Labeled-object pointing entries
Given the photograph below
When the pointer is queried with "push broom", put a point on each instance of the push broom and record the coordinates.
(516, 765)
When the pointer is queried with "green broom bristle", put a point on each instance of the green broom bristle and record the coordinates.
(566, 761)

Requirements
Format the lines from the one containing "bristle and record the coordinates." through the end of the records as a JSON list of strings, one string per line. Leave out any blank lines.

Full output
[
  "When the pointer is queried with \"green broom bristle\", put a point on each instance of the green broom bristle and record the coordinates.",
  "(566, 761)"
]